== Your goal ==
In the records below, copy the line that contains "Where can the blurred" and each line after it, word for word, through the last.

********

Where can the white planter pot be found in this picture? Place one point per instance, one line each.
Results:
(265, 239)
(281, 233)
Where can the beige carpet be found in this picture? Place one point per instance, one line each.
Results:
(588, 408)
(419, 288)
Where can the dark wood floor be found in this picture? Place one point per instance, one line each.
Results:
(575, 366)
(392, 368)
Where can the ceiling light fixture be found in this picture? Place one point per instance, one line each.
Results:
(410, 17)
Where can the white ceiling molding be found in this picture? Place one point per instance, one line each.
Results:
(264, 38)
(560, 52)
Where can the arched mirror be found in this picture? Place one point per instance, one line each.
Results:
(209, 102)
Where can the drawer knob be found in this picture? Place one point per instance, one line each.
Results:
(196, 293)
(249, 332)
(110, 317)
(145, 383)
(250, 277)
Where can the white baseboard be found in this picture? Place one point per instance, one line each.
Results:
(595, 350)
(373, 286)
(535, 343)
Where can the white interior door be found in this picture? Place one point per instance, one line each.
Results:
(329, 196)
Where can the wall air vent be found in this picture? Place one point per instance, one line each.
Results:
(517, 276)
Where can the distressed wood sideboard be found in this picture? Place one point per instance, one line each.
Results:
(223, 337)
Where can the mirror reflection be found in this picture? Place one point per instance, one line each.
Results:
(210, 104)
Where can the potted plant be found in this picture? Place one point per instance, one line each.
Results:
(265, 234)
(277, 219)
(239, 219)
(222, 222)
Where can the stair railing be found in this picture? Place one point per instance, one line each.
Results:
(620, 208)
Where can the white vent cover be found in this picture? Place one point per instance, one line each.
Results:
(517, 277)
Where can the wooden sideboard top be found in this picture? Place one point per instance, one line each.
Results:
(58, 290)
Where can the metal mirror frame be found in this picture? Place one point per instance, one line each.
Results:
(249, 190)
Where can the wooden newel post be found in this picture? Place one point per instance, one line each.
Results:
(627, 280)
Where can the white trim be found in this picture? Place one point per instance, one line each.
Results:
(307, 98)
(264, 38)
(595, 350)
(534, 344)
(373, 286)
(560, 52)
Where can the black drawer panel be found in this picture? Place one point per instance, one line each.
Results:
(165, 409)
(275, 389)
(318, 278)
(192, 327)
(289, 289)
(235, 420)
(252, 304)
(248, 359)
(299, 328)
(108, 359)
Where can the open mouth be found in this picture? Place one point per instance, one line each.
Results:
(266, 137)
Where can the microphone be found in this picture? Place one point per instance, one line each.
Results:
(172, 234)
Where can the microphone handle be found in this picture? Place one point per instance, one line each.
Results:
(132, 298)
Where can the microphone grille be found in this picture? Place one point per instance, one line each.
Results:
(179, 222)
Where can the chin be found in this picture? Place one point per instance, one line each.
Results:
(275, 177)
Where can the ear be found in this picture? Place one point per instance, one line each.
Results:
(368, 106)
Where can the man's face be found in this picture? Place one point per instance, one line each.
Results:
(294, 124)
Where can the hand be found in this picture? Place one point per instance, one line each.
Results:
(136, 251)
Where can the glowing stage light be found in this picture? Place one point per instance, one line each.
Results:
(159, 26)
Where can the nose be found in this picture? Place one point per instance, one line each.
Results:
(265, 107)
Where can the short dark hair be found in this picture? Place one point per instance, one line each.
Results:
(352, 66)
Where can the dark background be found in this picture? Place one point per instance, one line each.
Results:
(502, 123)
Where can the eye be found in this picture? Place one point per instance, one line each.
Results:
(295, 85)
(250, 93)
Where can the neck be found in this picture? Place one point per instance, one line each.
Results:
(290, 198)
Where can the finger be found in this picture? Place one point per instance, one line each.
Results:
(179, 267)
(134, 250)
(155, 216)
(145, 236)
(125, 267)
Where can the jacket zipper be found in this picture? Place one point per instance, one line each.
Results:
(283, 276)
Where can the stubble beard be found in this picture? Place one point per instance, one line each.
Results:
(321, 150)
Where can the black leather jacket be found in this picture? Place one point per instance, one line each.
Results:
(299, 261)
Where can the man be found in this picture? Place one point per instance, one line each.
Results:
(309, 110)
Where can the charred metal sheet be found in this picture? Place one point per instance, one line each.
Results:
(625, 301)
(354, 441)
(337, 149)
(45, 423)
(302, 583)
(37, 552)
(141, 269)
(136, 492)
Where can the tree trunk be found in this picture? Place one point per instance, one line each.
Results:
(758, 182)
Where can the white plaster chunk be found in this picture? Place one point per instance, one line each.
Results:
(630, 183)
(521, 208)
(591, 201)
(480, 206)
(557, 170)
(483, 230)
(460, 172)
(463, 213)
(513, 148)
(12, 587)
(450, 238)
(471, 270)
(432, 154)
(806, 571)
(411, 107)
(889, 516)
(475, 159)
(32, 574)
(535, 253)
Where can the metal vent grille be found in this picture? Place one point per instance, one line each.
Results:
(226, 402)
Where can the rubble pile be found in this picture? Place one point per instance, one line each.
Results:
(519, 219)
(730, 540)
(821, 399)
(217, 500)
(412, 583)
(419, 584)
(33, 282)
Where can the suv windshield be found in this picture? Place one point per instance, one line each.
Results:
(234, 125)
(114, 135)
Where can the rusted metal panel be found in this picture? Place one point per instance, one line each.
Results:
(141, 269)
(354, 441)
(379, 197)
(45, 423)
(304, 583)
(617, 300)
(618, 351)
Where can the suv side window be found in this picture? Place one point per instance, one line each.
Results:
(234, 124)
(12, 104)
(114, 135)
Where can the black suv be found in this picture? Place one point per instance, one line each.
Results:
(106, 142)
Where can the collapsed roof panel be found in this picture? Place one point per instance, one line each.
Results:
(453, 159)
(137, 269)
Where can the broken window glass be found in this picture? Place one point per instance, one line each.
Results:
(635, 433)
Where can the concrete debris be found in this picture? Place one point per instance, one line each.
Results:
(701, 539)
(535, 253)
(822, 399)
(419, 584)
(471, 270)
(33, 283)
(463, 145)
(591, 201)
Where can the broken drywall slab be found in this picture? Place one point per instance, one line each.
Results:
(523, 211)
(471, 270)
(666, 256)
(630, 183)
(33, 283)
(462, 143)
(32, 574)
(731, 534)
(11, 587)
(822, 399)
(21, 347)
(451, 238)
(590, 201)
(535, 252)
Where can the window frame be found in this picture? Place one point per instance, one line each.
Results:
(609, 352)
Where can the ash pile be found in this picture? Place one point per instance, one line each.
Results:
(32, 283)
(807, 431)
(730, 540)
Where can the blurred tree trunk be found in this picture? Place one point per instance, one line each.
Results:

********

== Solved exercise ==
Where can the blurred tree trunk be found in this picture? Place one point per instance, one line each.
Results:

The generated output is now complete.